■ Provided records
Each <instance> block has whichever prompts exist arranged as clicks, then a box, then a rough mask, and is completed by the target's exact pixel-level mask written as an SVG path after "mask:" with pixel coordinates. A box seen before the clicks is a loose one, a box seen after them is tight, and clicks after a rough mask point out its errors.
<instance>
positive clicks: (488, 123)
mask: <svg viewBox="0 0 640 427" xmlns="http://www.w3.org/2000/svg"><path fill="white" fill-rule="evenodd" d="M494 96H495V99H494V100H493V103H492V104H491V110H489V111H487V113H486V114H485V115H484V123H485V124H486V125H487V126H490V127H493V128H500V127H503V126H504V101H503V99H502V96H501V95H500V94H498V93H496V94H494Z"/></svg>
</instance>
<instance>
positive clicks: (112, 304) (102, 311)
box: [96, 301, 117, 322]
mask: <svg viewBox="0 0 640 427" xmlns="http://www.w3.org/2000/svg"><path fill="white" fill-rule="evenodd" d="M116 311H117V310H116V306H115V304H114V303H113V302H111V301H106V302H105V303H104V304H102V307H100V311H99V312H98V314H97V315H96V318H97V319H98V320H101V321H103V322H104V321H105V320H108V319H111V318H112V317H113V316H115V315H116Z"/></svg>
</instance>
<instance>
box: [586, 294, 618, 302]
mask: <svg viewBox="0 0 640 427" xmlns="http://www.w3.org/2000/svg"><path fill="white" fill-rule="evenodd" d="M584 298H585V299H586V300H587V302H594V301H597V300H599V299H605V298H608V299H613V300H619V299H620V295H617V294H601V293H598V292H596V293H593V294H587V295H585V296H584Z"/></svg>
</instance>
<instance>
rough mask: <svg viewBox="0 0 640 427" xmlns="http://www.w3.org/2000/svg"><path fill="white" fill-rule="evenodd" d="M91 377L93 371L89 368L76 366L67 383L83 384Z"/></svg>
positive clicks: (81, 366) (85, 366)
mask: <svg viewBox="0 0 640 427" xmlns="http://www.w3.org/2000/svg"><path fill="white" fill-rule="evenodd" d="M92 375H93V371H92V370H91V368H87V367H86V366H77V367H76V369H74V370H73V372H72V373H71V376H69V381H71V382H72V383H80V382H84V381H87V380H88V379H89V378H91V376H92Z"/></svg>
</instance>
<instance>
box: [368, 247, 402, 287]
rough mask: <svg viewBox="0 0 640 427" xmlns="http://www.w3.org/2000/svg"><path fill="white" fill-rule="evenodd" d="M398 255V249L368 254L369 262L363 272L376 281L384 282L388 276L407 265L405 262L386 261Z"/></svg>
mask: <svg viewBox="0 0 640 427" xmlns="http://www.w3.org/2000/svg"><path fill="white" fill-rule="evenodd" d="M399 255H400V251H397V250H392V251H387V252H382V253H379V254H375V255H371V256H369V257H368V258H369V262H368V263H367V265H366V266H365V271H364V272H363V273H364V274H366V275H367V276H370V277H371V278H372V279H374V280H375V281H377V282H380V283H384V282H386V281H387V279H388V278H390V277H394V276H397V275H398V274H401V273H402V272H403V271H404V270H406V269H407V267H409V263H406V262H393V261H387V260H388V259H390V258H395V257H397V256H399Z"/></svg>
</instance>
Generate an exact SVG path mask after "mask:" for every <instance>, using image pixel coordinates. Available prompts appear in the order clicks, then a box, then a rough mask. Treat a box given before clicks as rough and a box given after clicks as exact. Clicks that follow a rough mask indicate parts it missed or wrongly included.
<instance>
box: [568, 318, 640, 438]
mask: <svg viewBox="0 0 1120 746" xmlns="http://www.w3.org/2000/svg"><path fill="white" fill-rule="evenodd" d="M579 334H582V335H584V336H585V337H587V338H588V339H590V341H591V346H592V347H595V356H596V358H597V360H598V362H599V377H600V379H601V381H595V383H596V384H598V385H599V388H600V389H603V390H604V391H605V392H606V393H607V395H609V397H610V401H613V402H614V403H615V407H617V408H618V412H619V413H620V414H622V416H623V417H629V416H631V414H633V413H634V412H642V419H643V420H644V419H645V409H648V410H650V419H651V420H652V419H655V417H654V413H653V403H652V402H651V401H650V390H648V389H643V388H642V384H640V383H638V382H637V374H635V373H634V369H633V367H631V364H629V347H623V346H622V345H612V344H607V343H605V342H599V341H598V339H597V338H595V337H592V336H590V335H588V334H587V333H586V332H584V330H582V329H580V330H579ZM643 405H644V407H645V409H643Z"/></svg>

==

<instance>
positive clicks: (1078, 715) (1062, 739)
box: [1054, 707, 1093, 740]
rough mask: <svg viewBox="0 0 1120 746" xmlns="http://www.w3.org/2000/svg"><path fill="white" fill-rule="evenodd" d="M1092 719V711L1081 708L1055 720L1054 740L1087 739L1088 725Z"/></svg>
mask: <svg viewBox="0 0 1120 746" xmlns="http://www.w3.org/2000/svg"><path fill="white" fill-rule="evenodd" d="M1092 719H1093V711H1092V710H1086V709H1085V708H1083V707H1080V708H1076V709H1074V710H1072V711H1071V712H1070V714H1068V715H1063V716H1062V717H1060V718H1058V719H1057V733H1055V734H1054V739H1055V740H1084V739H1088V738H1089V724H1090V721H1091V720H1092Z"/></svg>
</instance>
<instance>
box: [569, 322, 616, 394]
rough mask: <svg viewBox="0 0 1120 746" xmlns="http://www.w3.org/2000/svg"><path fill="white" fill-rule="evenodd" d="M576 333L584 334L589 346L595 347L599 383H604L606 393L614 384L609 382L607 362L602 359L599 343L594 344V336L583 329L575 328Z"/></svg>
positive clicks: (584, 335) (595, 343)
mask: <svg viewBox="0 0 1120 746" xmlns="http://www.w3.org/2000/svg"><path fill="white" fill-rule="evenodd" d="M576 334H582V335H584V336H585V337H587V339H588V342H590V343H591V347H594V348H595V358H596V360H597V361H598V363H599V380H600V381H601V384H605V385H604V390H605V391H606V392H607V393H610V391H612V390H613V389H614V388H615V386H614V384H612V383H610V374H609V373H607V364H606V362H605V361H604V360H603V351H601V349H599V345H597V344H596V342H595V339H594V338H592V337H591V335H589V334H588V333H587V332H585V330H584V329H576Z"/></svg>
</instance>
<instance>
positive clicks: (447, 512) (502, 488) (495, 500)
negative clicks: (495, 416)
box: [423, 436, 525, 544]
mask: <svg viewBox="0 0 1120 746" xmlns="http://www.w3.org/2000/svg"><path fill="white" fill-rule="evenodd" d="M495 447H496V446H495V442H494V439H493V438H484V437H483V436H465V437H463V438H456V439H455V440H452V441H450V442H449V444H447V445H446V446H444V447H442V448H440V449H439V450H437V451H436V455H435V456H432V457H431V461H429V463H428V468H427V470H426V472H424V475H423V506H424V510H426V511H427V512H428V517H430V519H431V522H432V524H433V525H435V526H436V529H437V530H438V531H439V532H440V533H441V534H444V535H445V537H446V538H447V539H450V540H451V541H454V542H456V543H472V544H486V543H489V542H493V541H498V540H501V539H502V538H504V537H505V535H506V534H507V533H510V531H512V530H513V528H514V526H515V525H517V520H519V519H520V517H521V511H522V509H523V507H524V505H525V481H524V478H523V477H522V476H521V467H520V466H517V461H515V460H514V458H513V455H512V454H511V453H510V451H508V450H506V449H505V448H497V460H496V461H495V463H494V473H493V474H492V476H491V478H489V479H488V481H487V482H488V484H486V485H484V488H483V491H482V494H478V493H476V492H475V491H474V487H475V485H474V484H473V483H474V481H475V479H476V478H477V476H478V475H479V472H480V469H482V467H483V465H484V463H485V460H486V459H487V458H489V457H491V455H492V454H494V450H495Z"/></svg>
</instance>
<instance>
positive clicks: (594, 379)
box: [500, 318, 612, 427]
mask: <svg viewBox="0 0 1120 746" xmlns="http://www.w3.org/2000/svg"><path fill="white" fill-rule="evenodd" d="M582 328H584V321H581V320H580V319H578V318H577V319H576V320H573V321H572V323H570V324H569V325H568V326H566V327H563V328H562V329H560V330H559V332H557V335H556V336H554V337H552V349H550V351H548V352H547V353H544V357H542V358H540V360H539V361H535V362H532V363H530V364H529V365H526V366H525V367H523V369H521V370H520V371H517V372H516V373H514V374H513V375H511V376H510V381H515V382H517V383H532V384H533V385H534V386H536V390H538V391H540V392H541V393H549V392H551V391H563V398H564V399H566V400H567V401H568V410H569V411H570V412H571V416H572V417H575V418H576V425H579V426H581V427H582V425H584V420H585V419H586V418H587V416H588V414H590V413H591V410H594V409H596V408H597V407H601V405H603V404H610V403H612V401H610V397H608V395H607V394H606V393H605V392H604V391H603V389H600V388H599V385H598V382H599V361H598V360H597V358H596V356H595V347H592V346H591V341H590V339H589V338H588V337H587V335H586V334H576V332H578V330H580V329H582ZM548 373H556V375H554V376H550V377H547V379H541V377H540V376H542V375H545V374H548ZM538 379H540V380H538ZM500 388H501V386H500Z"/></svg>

--

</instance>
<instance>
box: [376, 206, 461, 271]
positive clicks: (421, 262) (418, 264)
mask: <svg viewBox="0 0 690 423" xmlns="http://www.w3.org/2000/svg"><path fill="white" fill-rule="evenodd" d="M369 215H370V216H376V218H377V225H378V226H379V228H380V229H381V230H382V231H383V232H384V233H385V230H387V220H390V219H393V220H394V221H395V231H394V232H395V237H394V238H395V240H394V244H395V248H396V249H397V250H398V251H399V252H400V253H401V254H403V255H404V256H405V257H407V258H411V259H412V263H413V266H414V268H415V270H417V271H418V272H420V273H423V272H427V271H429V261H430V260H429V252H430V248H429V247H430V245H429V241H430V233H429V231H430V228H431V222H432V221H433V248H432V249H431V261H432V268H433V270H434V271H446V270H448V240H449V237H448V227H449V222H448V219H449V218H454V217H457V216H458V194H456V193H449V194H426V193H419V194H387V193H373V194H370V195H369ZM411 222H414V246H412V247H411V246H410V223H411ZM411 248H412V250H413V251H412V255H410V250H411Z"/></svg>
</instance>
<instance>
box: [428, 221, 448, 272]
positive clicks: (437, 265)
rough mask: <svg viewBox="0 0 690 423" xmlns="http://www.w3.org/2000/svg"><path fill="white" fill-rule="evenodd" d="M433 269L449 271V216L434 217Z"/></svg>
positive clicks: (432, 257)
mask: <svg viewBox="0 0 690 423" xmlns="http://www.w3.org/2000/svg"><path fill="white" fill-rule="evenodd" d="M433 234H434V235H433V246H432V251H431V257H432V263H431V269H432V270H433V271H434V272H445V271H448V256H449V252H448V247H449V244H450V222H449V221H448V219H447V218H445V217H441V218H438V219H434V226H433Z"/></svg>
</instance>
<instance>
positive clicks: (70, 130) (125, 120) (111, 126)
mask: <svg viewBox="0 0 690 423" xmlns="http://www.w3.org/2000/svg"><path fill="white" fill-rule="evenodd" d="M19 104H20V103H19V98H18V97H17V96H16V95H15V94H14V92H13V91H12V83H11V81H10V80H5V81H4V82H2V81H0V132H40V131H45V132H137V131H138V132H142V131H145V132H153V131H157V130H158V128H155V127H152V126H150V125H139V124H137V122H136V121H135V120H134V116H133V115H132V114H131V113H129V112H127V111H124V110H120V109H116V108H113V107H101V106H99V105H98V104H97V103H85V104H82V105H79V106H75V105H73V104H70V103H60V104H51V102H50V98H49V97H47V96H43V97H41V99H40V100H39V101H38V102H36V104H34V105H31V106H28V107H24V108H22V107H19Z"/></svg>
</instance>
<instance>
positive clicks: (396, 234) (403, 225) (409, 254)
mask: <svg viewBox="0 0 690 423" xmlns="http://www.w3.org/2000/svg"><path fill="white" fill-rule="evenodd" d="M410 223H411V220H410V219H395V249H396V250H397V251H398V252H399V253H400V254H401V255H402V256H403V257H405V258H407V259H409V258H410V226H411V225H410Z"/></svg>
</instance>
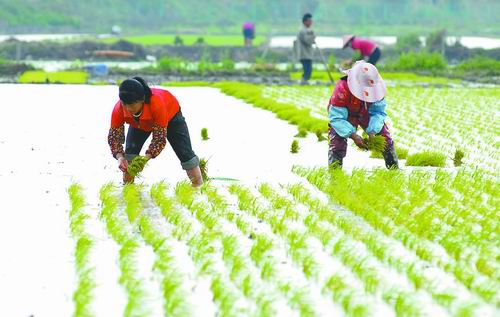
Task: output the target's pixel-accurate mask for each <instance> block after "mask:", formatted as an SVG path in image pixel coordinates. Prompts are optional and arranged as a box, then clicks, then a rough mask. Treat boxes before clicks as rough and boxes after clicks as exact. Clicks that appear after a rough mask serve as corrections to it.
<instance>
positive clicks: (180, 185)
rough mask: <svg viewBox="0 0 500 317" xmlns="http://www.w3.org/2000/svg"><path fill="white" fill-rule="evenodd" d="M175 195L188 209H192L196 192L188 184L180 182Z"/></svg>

■ What is needed
Your answer should be the lines above from the one containing "Each <instance> block has" through the one containing "box: [368, 247, 402, 287]", copied exactly and with both ends kept.

■ Task result
Each <instance> block has whichever prompts exist arranged as clicks, then a box, then a rough mask, and is completed by the target's exact pixel-level mask written as an SVG path after "mask:" with pixel coordinates. A box seen before the clicks is a loose one, a box seen after them is tight, and clicks after a rough mask point out its errors.
<instance>
positive clicks: (488, 123)
mask: <svg viewBox="0 0 640 427" xmlns="http://www.w3.org/2000/svg"><path fill="white" fill-rule="evenodd" d="M494 96H495V99H494V100H493V103H492V104H491V110H489V111H487V113H486V114H485V115H484V123H485V124H486V125H487V126H490V127H493V128H500V127H503V126H504V101H503V99H502V96H501V95H500V94H498V93H496V94H494Z"/></svg>
</instance>
<instance>
positive clicks: (112, 304) (102, 311)
box: [96, 301, 117, 322]
mask: <svg viewBox="0 0 640 427" xmlns="http://www.w3.org/2000/svg"><path fill="white" fill-rule="evenodd" d="M116 311H117V310H116V306H115V304H114V303H113V302H111V301H106V302H105V303H104V304H102V307H100V311H99V312H98V314H97V315H96V318H97V319H98V320H101V321H103V322H104V321H105V320H108V319H111V318H112V317H113V316H115V315H116Z"/></svg>
</instance>
<instance>
box: [586, 294, 618, 302]
mask: <svg viewBox="0 0 640 427" xmlns="http://www.w3.org/2000/svg"><path fill="white" fill-rule="evenodd" d="M584 298H585V299H586V300H587V302H594V301H597V300H599V299H605V298H608V299H613V300H619V299H620V295H617V294H601V293H598V292H596V293H593V294H587V295H585V296H584Z"/></svg>
</instance>
<instance>
rough mask: <svg viewBox="0 0 640 427" xmlns="http://www.w3.org/2000/svg"><path fill="white" fill-rule="evenodd" d="M91 377L93 371L89 368L76 366L67 383L83 384Z"/></svg>
positive clicks: (81, 366) (85, 366)
mask: <svg viewBox="0 0 640 427" xmlns="http://www.w3.org/2000/svg"><path fill="white" fill-rule="evenodd" d="M92 375H93V371H92V370H91V368H87V367H86V366H77V367H76V369H74V370H73V372H72V373H71V376H69V381H71V382H72V383H80V382H84V381H87V380H88V379H89V378H91V376H92Z"/></svg>
</instance>
<instance>
box: [368, 247, 402, 287]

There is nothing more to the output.